BEGIN Page text

Quero honored with Minors Gold Glove Award

June 1st, 2024

MILWAUKEE -- One of baseball's top-catching prospects took a break from rehabbing in the Arizona heat for a reminder of why he's working so hard to come back from shoulder surgery.

, MLB Pipeline's No. 2 Brewers prospect and No. 25 overall, was at American Family Field and was presented with the Rawlings Gold Glove Award that he won as the top Minor League catcher last season. It's an exclusive honor; there are 120 affiliates and only one player is awarded for each position.

"I'm really proud of myself because I worked hard last year to get the results on the field," Quero said, with Brewers coach Nestor Corredor translating from Spanish.

Quero flashed his sensational throwing arm during a stint in Brewer's big league camp, only to be injured in the first inning of Triple-A Nashville's season. Quero worked a walk, was picked off first base and in the process of sliding headfirst back to the bag, he dislocated his right shoulder and suffered a torn labrum. Unfortunately, that is Quero's throwing shoulder.

After considering various options, including a non-surgical route, Quero opted for surgery in mid-April with an eye on returning completely healthy by 2025 Spring Training.

"It's been two months, and day by day, it looks better, and I feel better," Quero said. "It's taking a little bit slower with the arm. I'm working out the rest of the body but the arm is moving slowly. I'm feeling better day by day.

"They want to take it slow but firm. The goal is to be ready by Spring Training next year."

He's relied on his religious faith to cope with the disappointment of being sidelined so early in a season in which he was positioned to make his Major League debut.

END Page text
BEGIN Data supplied

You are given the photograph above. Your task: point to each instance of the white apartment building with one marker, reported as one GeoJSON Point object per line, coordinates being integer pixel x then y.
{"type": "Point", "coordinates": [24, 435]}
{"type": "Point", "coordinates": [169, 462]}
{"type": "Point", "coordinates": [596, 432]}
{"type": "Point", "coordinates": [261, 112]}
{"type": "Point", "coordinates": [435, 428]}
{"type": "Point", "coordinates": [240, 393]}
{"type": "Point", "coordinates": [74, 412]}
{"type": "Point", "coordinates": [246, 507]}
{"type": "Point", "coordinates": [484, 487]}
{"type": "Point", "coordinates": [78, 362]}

END Data supplied

> [Problems to work on]:
**1.** Please reproduce the Quero article from "MILWAUKEE -- One" to "for each position.".
**2.** Answer these questions using the Quero article:
(a) What injuries did Quero suffer while sliding headfirst back to first base?
(b) When did Quero opt for surgery?
(c) Who translated Quero's words from Spanish?
Work from the Quero article alone.

> [Exercise solutions]:
**1.**
MILWAUKEE -- One of baseball's top-catching prospects took a break from rehabbing in the Arizona heat for a reminder of why he's working so hard to come back from shoulder surgery.

, MLB Pipeline's No. 2 Brewers prospect and No. 25 overall, was at American Family Field and was presented with the Rawlings Gold Glove Award that he won as the top Minor League catcher last season. It's an exclusive honor; there are 120 affiliates and only one player is awarded for each position.

**2.**
(a) A dislocated right shoulder and a torn labrum.
(b) In mid-April.
(c) Brewers coach Nestor Corredor.